#### To do
Only the lines from the line holding "Annotate the beige" through the final line of the entries below are to be returned, exactly as they stand.

----------------

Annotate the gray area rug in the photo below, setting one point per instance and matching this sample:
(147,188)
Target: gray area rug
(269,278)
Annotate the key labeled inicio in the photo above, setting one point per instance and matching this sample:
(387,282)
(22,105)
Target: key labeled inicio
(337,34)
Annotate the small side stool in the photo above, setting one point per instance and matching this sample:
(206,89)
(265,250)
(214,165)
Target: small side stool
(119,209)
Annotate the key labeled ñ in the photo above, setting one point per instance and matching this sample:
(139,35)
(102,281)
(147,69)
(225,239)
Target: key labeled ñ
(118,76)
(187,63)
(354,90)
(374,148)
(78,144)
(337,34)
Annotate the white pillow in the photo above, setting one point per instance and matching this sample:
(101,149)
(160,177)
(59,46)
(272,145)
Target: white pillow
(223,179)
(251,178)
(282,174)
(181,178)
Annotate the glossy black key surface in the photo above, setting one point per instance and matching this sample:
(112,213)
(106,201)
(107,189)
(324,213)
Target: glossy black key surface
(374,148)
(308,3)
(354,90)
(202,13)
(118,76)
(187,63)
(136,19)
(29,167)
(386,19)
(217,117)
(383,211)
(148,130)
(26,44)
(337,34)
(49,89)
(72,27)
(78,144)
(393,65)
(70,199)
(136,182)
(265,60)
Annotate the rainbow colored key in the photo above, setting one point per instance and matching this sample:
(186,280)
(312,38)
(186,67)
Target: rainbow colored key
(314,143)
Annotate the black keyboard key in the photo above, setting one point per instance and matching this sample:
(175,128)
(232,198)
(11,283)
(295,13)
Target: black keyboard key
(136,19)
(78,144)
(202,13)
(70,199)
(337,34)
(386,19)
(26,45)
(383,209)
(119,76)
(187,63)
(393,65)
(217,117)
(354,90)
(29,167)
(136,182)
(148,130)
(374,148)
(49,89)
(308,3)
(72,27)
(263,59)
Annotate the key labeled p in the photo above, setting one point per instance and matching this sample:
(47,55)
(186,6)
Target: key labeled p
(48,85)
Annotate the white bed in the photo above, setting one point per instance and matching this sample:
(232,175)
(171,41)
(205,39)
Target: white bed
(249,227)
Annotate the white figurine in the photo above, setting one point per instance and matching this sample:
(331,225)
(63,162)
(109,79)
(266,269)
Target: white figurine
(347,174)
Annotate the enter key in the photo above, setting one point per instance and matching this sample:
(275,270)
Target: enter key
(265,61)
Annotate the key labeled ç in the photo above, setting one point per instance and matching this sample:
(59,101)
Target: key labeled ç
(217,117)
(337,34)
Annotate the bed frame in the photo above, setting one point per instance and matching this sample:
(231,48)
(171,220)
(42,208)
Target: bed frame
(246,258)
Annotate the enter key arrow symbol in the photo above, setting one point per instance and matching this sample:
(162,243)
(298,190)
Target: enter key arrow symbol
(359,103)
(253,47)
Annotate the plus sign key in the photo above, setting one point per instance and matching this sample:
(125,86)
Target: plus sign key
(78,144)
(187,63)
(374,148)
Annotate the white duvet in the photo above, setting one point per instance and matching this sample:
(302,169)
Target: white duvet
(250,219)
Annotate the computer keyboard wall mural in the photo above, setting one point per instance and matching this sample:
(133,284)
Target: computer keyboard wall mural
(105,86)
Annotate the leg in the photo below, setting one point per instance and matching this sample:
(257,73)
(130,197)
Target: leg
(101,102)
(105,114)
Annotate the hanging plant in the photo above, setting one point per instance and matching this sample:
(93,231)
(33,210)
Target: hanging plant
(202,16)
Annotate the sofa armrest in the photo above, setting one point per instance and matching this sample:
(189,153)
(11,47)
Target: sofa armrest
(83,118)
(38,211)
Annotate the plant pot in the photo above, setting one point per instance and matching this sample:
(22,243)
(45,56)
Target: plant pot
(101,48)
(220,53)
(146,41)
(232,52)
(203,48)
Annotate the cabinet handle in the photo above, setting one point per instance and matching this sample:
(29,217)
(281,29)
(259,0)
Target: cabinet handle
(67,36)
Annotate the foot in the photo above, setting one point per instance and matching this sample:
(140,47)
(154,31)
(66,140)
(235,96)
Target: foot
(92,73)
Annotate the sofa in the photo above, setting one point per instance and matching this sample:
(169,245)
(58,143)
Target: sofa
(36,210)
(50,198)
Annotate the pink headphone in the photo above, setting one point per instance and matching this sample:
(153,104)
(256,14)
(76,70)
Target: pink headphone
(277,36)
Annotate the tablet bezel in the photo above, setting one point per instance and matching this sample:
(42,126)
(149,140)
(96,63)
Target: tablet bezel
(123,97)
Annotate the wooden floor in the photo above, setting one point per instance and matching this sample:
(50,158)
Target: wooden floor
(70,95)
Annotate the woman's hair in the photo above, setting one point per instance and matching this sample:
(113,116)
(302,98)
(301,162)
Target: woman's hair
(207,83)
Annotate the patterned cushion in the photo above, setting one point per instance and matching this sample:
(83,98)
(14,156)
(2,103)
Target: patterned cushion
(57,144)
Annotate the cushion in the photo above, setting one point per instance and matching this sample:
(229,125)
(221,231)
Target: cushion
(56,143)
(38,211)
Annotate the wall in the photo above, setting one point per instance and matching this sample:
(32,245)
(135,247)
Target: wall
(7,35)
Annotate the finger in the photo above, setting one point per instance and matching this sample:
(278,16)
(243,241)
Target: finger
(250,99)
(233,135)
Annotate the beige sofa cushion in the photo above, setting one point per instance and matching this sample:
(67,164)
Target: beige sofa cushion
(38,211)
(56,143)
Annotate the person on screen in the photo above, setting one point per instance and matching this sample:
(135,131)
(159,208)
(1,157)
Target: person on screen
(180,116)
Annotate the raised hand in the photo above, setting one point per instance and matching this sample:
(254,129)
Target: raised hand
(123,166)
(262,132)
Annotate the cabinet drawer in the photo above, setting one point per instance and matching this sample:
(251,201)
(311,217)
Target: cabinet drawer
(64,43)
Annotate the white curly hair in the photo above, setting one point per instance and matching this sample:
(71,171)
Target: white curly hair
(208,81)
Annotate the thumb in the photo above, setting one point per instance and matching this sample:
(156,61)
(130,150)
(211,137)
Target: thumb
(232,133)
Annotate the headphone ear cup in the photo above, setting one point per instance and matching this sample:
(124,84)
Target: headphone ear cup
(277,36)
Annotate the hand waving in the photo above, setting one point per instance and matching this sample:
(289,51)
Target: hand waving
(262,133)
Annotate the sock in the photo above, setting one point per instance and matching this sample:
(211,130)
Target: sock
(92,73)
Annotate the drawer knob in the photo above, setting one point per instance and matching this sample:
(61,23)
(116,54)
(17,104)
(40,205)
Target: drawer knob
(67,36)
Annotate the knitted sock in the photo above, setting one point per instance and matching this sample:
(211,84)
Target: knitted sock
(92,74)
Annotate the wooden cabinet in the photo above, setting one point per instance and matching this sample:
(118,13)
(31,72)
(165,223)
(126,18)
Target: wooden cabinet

----------------

#### Problem solution
Annotate the beige sofa cushion in the photo above, setting one point per instance and matching this sample:
(67,164)
Target: beige sofa cushion
(38,211)
(56,143)
Annotate the person on screen in the photo above, setting one point per instance and matching this sample:
(135,131)
(159,208)
(1,157)
Target: person on screen
(180,116)
Annotate the raised hand in the photo above, setting one point per instance and matching this sample:
(254,129)
Target: raised hand
(123,166)
(262,132)
Annotate the cabinet drawer in the photo above, setting one point per instance and matching this sample:
(251,201)
(311,217)
Target: cabinet drawer
(64,43)
Annotate the white curly hair in the photo above, setting one point per instance and matching this sample:
(71,171)
Target: white curly hair
(208,81)
Annotate the thumb in the photo above, setting one point per instance and matching this sample:
(156,61)
(130,150)
(211,137)
Target: thumb
(232,133)
Annotate the headphone ear cup in the photo above, setting one point per instance and matching this sample:
(124,84)
Target: headphone ear cup
(277,36)
Annotate the hand waving in the photo above, setting one point per instance and matching this sample:
(289,51)
Target: hand waving
(262,133)
Annotate the sock in the photo above, setting one point per instance and matching this sample:
(211,130)
Target: sock
(92,73)
Annotate the drawer knob in the photo above, setting one point per instance and matching this sample:
(61,23)
(116,54)
(17,104)
(40,205)
Target: drawer knob
(67,36)
Annotate the knitted sock in the photo above, setting one point per instance and matching this sample:
(211,84)
Target: knitted sock
(92,74)
Annotate the wooden cabinet in the photo above, setting one point per instance and matching this sample:
(118,13)
(31,72)
(165,223)
(126,18)
Target: wooden cabinet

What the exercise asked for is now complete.